▸ REQUIRED WORK
Show each line of the records below that contains the string "over". The match is case-sensitive.

++++++++++

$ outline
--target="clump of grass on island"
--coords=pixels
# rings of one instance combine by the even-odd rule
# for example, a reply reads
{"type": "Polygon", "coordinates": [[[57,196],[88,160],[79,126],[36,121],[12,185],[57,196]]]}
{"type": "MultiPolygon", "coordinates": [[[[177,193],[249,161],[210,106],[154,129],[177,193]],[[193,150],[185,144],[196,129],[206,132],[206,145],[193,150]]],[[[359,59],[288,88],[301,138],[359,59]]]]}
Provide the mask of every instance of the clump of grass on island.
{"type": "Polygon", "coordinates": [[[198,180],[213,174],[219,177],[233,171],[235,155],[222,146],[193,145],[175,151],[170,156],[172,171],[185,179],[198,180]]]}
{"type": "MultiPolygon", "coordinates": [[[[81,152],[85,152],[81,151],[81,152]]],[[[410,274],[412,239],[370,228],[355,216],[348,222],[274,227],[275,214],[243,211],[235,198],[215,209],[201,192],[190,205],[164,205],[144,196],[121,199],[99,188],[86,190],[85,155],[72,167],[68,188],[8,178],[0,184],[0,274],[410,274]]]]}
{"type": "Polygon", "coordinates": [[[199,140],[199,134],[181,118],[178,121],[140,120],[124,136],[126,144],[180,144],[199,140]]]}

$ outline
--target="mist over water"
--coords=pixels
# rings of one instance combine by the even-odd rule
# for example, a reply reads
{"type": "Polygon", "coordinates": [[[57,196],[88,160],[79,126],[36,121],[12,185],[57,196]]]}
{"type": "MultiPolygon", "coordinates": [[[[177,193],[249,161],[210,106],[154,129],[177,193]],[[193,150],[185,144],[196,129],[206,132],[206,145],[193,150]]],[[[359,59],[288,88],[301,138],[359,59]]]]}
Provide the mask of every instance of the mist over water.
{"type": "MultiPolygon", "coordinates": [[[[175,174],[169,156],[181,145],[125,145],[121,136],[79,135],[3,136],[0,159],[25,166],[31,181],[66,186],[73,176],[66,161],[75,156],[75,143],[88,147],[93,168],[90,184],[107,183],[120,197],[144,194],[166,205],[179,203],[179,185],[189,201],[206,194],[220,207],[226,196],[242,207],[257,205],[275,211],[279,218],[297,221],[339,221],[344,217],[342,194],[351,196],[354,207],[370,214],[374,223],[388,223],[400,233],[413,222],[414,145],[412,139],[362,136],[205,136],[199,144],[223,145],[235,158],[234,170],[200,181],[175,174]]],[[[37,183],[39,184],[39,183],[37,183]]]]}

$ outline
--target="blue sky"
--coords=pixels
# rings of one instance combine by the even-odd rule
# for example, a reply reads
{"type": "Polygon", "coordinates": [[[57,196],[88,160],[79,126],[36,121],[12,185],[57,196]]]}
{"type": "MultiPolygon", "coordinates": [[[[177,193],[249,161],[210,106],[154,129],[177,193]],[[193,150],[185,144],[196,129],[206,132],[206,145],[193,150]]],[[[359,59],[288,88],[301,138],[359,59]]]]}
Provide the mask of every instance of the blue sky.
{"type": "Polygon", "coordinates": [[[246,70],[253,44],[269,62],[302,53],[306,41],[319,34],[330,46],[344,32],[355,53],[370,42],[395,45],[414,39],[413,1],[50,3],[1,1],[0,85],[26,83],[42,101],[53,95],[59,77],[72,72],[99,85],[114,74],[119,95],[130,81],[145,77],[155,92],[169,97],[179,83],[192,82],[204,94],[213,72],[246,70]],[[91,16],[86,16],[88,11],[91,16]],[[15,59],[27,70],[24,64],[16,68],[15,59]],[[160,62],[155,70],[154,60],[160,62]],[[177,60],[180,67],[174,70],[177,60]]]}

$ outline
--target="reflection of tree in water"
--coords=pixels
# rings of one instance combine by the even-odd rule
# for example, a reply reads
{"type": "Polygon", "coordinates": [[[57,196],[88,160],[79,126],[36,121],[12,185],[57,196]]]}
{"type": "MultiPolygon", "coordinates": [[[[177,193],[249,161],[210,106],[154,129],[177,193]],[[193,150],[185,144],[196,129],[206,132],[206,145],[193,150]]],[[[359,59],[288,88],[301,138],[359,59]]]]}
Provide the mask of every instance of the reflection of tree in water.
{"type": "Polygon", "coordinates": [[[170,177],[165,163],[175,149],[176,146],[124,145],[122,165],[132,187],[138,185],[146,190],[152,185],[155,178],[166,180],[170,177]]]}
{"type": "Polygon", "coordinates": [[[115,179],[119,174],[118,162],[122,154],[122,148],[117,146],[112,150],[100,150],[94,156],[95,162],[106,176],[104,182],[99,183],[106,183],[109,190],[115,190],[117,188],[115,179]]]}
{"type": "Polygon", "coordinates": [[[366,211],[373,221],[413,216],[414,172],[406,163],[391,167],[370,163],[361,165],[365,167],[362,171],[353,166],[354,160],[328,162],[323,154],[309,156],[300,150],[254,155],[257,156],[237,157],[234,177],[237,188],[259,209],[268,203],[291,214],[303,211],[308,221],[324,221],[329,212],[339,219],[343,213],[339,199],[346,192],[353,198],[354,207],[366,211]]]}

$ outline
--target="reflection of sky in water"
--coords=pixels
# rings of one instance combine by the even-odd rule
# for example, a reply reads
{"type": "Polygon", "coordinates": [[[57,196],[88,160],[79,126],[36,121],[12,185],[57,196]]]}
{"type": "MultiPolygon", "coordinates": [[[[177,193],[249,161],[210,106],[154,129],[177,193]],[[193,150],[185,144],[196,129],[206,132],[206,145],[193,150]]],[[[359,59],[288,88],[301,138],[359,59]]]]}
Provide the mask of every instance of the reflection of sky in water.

++++++++++

▸ SOLVED PROBLEM
--target="mist over water"
Provide the mask of every instance of the mist over water.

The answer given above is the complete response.